--- START ---

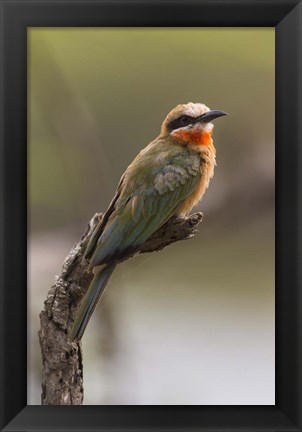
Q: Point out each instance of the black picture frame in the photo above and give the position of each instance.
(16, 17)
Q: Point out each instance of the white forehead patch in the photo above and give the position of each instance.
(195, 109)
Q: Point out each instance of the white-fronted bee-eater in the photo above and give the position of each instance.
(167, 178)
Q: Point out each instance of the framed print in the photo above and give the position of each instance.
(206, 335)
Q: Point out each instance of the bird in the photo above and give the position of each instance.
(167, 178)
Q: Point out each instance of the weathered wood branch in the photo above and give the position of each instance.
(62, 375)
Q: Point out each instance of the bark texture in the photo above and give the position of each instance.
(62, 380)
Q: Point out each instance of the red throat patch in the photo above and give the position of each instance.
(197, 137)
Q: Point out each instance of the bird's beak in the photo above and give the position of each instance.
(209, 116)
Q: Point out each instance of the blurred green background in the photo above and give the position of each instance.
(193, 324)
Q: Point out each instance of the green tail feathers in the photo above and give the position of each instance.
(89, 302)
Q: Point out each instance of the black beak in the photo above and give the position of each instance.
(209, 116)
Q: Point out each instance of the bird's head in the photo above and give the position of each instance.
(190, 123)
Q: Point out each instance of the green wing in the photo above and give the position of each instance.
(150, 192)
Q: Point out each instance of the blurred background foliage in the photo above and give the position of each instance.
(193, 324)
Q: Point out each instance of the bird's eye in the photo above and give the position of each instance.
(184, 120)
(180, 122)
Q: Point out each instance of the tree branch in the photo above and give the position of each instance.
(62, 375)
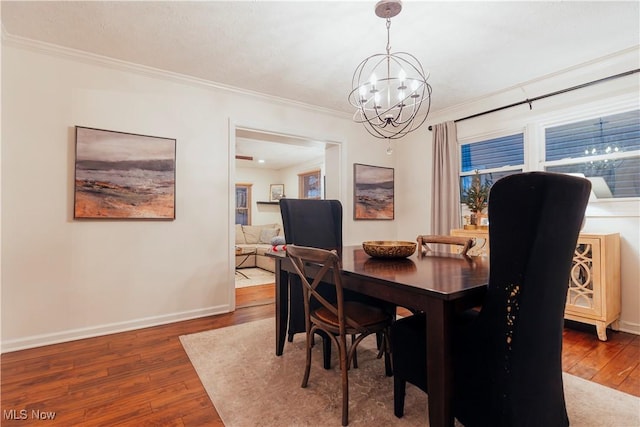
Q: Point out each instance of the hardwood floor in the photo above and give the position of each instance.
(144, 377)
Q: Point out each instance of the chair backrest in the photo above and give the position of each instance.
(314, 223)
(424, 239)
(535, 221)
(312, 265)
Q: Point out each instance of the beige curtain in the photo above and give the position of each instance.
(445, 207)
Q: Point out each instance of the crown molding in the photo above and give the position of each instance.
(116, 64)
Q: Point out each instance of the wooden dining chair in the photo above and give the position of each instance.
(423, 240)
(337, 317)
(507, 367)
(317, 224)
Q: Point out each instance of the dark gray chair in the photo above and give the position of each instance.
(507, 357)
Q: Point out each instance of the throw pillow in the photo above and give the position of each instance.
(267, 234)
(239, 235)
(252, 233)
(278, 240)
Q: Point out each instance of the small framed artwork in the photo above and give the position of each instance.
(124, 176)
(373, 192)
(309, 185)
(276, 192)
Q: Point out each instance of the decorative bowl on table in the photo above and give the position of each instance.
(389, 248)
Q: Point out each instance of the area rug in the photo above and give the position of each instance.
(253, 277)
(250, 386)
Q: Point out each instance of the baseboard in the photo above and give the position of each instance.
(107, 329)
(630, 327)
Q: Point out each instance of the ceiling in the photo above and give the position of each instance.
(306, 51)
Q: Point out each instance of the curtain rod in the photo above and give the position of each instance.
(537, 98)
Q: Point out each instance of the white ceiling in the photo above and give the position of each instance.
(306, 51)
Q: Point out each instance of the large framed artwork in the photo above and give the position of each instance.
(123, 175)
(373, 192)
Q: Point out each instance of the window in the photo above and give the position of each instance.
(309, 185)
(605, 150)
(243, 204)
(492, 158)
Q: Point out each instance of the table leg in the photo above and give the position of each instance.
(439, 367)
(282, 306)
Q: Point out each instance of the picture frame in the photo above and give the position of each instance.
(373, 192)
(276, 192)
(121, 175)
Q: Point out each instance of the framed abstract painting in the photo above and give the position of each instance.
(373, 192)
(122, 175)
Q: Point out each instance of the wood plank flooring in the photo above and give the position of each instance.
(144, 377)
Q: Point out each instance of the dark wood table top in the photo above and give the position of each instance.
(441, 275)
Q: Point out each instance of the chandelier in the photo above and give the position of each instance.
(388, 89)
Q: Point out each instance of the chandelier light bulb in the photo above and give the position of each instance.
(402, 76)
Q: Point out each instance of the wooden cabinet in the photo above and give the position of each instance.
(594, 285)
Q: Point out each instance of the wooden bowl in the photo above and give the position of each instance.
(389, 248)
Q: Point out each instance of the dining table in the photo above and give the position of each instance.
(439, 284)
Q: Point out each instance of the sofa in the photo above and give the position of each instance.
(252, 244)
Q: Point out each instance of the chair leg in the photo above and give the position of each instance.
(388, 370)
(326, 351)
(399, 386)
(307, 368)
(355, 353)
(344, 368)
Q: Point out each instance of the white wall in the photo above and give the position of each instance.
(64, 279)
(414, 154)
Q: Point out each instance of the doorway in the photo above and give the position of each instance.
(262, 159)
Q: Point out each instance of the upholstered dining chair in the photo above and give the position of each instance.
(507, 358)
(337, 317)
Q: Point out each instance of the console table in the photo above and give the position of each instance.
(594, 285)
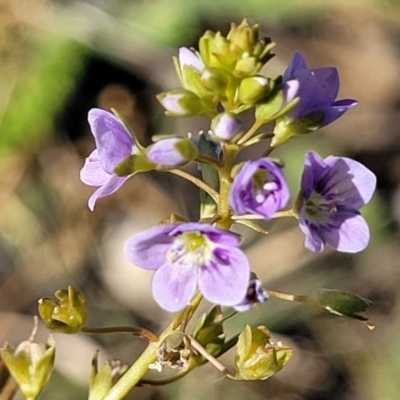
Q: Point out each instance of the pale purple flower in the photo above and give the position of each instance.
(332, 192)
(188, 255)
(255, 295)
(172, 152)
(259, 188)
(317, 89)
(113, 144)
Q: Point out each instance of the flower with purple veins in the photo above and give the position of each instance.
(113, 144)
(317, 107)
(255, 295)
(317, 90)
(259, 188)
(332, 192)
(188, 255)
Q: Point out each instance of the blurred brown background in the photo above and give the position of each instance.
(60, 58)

--- END ---
--- START ---

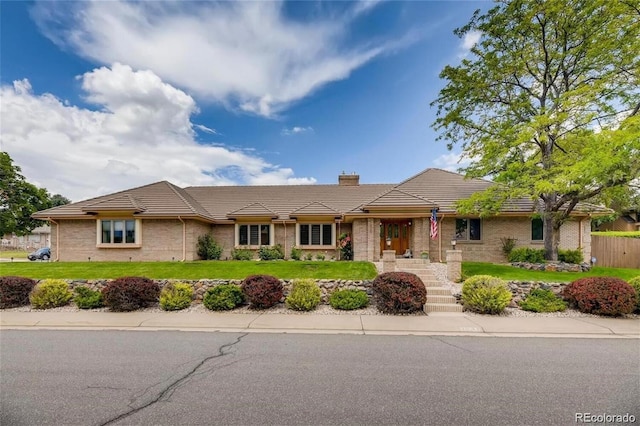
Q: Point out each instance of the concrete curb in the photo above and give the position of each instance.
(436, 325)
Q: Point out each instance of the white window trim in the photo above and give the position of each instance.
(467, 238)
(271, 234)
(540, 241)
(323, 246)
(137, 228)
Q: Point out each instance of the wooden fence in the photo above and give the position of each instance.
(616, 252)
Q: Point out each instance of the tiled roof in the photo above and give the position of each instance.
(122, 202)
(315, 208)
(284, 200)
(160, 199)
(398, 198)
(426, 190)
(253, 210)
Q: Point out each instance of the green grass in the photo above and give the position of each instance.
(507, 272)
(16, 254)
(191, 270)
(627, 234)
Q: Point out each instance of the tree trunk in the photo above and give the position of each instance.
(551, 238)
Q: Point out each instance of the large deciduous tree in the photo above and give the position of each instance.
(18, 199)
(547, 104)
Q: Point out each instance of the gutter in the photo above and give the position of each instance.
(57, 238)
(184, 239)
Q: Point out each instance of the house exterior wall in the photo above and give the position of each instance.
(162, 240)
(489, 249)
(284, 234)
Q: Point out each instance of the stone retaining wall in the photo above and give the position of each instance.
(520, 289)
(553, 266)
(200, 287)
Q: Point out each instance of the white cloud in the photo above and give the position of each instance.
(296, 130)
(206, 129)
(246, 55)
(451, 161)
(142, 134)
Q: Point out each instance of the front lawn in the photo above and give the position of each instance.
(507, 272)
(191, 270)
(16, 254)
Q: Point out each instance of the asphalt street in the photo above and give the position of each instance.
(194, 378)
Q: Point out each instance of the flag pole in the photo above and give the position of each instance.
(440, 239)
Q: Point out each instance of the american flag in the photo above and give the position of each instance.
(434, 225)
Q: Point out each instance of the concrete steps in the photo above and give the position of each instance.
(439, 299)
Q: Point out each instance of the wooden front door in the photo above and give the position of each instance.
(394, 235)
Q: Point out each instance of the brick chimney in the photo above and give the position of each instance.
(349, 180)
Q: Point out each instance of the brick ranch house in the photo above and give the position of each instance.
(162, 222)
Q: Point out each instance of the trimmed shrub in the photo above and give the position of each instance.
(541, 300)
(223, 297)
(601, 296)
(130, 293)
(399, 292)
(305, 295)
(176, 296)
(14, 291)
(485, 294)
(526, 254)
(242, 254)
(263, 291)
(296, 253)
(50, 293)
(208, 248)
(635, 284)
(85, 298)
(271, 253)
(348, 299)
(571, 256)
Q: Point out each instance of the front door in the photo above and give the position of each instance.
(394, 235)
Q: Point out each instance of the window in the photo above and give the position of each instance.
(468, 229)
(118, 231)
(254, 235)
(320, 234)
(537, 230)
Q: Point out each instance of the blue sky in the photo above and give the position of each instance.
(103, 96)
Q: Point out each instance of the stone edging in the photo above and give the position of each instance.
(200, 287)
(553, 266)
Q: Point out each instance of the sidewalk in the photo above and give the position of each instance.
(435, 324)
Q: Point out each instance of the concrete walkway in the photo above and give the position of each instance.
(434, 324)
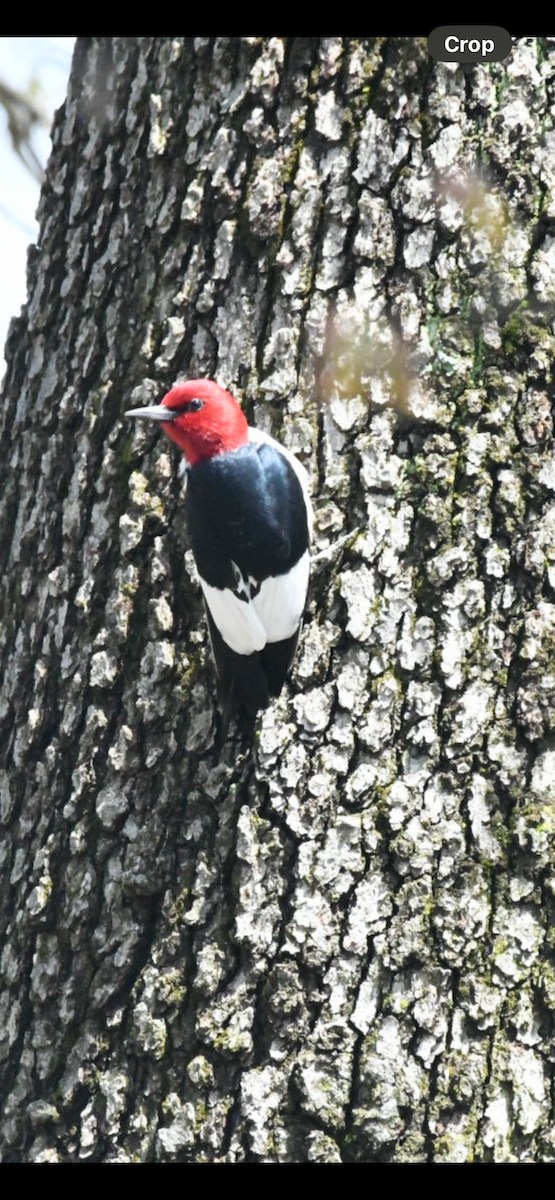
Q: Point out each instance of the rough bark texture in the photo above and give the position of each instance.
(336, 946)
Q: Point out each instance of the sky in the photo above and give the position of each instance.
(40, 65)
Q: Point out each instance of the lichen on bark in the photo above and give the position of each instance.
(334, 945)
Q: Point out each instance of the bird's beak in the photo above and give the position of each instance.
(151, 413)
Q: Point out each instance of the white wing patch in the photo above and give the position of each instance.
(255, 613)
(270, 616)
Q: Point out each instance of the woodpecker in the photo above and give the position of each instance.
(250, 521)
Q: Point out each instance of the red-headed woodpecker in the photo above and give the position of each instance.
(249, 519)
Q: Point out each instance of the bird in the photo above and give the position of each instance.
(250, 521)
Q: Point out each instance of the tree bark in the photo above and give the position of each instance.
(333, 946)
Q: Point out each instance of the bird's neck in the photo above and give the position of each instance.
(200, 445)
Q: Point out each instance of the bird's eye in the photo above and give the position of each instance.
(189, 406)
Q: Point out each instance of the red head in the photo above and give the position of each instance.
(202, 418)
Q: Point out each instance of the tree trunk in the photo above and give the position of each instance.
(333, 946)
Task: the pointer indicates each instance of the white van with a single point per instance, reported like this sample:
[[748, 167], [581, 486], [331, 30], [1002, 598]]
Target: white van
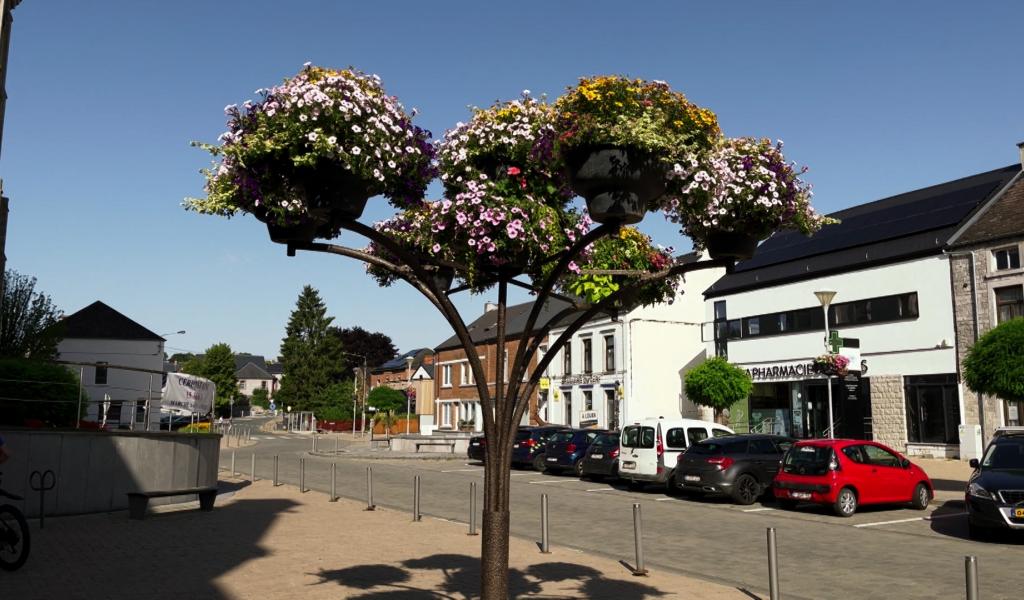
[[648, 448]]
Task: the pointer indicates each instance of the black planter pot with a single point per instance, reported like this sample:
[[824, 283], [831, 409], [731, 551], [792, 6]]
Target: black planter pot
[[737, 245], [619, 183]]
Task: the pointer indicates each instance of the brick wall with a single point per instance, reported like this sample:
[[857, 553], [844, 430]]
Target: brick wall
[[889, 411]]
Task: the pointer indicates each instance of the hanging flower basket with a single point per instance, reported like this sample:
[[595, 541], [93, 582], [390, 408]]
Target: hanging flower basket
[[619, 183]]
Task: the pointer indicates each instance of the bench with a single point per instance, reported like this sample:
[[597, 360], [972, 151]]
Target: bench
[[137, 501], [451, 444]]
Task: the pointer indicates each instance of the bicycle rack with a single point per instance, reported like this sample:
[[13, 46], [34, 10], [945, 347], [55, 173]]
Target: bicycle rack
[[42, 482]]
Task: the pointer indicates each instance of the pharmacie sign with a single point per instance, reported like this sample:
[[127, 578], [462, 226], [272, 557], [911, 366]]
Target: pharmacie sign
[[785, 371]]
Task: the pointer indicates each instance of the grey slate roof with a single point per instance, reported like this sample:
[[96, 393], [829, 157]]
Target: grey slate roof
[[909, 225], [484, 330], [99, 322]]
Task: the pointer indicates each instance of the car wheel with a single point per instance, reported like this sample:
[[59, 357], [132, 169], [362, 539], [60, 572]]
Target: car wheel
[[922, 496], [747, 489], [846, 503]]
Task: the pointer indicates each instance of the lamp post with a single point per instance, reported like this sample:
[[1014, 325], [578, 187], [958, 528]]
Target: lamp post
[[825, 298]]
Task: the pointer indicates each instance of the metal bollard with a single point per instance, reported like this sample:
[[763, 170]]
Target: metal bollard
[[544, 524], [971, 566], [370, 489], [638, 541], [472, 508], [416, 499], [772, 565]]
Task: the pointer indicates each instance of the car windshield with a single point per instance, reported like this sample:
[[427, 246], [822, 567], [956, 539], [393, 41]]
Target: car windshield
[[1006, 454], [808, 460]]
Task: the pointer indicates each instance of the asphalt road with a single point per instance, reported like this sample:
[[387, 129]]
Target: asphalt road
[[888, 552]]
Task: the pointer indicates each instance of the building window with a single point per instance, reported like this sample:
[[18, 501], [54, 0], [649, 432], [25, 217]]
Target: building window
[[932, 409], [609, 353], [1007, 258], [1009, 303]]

--- END ---
--- START ---

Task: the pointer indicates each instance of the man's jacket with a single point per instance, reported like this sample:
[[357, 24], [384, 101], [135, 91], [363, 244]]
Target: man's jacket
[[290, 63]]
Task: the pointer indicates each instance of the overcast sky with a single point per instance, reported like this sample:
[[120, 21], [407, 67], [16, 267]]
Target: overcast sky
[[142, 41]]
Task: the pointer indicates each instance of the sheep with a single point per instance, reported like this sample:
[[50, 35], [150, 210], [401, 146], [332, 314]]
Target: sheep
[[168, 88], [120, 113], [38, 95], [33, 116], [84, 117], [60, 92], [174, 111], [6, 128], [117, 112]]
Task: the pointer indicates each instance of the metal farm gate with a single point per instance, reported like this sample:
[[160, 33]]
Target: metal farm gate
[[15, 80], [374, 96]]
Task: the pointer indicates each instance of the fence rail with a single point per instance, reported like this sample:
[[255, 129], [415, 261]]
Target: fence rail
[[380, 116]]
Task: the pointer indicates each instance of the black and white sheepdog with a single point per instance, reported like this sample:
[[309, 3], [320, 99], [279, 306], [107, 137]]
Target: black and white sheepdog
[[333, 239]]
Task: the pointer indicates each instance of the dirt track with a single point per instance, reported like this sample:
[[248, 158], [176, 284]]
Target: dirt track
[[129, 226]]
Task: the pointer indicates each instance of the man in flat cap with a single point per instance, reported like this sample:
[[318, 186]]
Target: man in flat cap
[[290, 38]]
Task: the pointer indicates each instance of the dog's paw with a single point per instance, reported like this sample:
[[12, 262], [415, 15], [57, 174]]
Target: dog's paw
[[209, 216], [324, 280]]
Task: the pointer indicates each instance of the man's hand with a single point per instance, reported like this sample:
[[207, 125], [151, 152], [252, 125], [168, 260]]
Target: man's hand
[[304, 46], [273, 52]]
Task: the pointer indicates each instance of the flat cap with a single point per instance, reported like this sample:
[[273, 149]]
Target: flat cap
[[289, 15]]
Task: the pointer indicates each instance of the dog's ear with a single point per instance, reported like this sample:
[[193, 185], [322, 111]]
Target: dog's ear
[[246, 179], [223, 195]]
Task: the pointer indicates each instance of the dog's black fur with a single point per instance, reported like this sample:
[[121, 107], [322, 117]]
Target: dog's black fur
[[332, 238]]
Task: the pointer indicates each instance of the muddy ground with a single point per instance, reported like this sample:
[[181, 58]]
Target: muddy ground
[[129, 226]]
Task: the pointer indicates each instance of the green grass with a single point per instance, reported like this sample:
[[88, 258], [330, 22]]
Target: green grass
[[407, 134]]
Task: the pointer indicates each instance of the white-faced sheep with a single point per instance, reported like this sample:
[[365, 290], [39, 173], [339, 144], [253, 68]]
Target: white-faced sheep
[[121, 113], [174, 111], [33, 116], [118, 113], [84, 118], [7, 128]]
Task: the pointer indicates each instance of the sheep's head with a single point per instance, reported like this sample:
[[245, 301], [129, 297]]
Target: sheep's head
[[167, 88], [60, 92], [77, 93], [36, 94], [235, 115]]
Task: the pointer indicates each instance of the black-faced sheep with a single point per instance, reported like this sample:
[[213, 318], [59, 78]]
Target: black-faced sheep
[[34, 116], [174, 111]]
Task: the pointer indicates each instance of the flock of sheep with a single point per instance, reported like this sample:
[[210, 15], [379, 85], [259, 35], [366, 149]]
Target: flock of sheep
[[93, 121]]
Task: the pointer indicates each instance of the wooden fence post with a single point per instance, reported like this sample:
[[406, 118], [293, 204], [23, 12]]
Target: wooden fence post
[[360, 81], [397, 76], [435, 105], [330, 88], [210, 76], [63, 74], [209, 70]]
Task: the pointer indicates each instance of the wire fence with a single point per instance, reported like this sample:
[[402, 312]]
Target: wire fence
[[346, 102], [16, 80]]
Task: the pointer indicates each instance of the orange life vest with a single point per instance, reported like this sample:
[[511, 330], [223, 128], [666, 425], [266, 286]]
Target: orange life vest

--- END ---

**Aim of the exercise**
Every line containing the string "life" should be pulled from the listing and copied.

**Task solution**
Task: the pointer indicates each instance of the orange life vest with a single point per instance, reported like this sample:
Target: orange life vest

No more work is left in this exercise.